▶ _Work item_
The expected output is the data below, character for character, without its pictures.

[Dataset records]
※

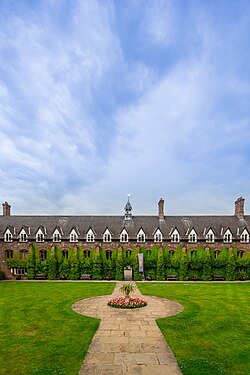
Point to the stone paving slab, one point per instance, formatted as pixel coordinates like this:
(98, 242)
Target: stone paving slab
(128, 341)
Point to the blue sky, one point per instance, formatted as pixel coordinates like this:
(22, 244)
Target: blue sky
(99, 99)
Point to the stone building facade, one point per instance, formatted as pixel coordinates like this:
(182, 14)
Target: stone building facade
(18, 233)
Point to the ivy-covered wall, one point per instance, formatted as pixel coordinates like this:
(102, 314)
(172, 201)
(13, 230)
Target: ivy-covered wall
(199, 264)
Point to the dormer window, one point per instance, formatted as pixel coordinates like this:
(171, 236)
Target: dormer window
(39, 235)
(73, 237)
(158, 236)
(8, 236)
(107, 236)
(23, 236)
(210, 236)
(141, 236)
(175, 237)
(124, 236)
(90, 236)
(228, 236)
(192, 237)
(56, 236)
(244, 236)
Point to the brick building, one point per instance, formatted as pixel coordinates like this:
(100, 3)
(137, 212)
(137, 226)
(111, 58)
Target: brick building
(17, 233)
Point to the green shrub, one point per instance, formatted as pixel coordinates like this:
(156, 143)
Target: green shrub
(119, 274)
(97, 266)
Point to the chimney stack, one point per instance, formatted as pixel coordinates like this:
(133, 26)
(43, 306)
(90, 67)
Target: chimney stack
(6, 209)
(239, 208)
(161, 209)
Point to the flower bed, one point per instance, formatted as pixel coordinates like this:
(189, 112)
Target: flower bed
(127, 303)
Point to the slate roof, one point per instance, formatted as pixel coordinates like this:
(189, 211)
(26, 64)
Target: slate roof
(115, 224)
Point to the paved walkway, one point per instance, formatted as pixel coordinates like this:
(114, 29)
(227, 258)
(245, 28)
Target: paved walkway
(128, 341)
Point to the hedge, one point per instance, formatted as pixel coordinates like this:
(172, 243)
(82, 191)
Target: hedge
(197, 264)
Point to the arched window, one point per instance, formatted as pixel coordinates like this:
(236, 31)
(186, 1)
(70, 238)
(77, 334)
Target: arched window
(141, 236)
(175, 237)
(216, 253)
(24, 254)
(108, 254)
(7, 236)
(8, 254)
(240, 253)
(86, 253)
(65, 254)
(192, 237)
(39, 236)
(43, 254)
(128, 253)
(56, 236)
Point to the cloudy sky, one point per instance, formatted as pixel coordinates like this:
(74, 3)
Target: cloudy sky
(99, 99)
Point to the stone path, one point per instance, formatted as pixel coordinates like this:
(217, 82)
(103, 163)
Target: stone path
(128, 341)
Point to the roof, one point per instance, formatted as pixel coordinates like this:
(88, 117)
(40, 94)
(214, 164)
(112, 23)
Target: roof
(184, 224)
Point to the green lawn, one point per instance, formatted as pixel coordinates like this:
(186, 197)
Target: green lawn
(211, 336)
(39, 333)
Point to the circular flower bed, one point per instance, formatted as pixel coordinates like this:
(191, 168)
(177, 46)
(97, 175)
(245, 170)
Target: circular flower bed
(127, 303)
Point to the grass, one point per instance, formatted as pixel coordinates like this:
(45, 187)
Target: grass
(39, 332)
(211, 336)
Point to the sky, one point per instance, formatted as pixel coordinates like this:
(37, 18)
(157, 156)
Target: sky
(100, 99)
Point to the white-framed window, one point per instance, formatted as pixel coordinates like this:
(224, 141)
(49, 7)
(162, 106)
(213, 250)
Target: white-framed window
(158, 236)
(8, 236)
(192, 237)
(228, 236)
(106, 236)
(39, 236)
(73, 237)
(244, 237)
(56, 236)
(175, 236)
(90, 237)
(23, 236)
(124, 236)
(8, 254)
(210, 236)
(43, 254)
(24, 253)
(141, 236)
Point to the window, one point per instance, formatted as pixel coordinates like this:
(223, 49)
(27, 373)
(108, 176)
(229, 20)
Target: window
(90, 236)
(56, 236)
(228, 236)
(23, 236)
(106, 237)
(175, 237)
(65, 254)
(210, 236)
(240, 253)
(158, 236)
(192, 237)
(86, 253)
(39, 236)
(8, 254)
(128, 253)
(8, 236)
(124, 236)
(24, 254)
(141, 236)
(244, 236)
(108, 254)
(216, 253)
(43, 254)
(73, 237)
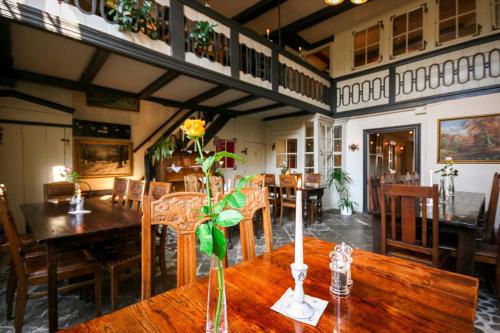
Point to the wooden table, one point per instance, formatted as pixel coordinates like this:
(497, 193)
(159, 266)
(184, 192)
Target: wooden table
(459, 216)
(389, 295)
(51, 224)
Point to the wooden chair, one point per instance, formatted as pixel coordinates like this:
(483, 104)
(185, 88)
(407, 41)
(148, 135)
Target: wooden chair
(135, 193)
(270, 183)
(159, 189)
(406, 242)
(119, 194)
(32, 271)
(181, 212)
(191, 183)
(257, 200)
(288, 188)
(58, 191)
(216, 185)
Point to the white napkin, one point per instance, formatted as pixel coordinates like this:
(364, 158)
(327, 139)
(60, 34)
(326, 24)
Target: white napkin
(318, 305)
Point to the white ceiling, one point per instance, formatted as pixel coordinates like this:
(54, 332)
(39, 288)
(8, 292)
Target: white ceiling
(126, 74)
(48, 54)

※

▶ _Result of this exercise_
Point to the stone paving slab, one point per instance, formatted as pixel coordinates like this:
(98, 242)
Target: stone paving slab
(128, 341)
Point to the blue sky, one point per instance, formatted as pixel coordinates like this:
(22, 244)
Target: blue sky
(99, 99)
Point to the stone building facade, one point per instance, formatted as pixel coordinates like this:
(182, 14)
Target: stone building facade
(18, 233)
Point to the ivy-covered wall, one point per instance, formatted as pixel coordinates like this:
(102, 314)
(172, 201)
(13, 230)
Target: ivy-covered wall
(199, 264)
Point to the dormer window, one point per instance, formatted as pixel coordinates like this:
(171, 236)
Target: dormer window
(39, 235)
(73, 237)
(158, 236)
(8, 236)
(107, 236)
(23, 236)
(210, 236)
(141, 236)
(175, 237)
(124, 236)
(90, 236)
(228, 236)
(192, 237)
(56, 236)
(244, 236)
Point to the brick building, one point per instance, formatted as pixel coordinates like this:
(100, 3)
(137, 212)
(137, 226)
(111, 58)
Target: brick building
(17, 233)
Point to the green shrub, one point per instance, formatted as pixel coordinates like this:
(156, 143)
Target: green shrub
(119, 274)
(97, 266)
Point to the chimney stack, one point per instance, formatted as pixel coordinates like this:
(133, 26)
(43, 306)
(90, 67)
Target: chimney stack
(6, 209)
(239, 208)
(161, 209)
Point to the flower bed, one point per instance, formatted as pixel coordinates like this:
(189, 112)
Target: flower bed
(127, 303)
Point to the slate roof, one point per instance, formatted as pixel coordinates like this:
(189, 211)
(26, 64)
Target: slate roof
(115, 224)
Point to the paved walkway, one point per instance, formatted as pixel coordinates like this:
(114, 29)
(227, 258)
(245, 28)
Target: paved walkway
(128, 341)
Point to the hedge, one point per instance, formatted as pixel coordinates like this:
(172, 243)
(82, 191)
Target: hedge
(197, 264)
Point to the arched window, one point per instance, formatted as pixel coordinates like this:
(236, 31)
(186, 1)
(70, 238)
(77, 334)
Target: arched window
(141, 236)
(175, 237)
(216, 253)
(24, 254)
(108, 254)
(7, 236)
(8, 254)
(240, 253)
(86, 253)
(65, 254)
(192, 237)
(39, 236)
(43, 254)
(128, 253)
(56, 236)
Point to the cloudy sky, one point per instance, formatted as pixel coordinates like this:
(74, 3)
Target: cloudy sky
(99, 99)
Point to the stone path, one point per instance, formatted as pixel coordinates like this:
(217, 82)
(103, 163)
Target: stone path
(128, 341)
Point to the roof, one point per instance, formatted as pixel coordinates like this:
(88, 117)
(40, 94)
(214, 164)
(112, 23)
Target: roof
(184, 224)
Point to the green lawn, one point per instance, formatted as pixel coordinates like this:
(186, 197)
Target: green lawn
(211, 336)
(39, 333)
Point to the circular flower bed, one point per instance, formatted as pixel coordinates like this:
(191, 168)
(177, 46)
(97, 175)
(245, 170)
Target: circular flower bed
(127, 303)
Point to the grass, one point per instance, formatted as pixel coordinates like this:
(45, 187)
Target: grass
(39, 332)
(211, 336)
Point to the sky, one point per instance, formatted as pixel coordinates like this:
(37, 18)
(157, 156)
Target: sky
(100, 99)
Point to the white-framed window, one point per instance, formatted as pixel coordinates like this:
(224, 141)
(49, 7)
(162, 106)
(213, 250)
Target: white-framed window
(158, 236)
(8, 236)
(192, 237)
(228, 236)
(106, 236)
(39, 236)
(73, 237)
(244, 237)
(56, 236)
(175, 236)
(90, 237)
(23, 236)
(124, 236)
(8, 254)
(210, 236)
(43, 254)
(24, 253)
(141, 236)
Point to the window, one point per instance, formatted as pixel coordinates like this:
(223, 49)
(27, 373)
(108, 176)
(229, 20)
Target: window
(90, 236)
(56, 236)
(228, 236)
(23, 236)
(106, 237)
(175, 237)
(65, 254)
(210, 236)
(240, 253)
(158, 236)
(192, 237)
(86, 253)
(39, 236)
(8, 254)
(128, 253)
(8, 236)
(124, 236)
(24, 254)
(141, 236)
(244, 236)
(108, 254)
(216, 253)
(43, 254)
(73, 237)
Point to the wooden table, one point per instance, formatted as pixel coordinates like this:
(497, 193)
(159, 266)
(184, 192)
Target: wooden table
(459, 216)
(389, 295)
(51, 224)
Point to the wooden chair, one point per instance, formatted as pixel coordinates like this:
(483, 104)
(185, 88)
(407, 41)
(148, 135)
Target: wooden chair
(135, 193)
(270, 183)
(159, 189)
(406, 242)
(119, 194)
(32, 271)
(181, 212)
(191, 183)
(257, 200)
(288, 188)
(58, 191)
(216, 185)
Point to the white napkin, one point per instance, formatted as pixel coordinates like this:
(364, 158)
(327, 139)
(60, 34)
(326, 24)
Target: white napkin
(318, 305)
Point to the white ceiling, one point per instance, formatted as pixel coordinates like this:
(54, 332)
(39, 288)
(8, 292)
Target: white ceiling
(126, 74)
(48, 54)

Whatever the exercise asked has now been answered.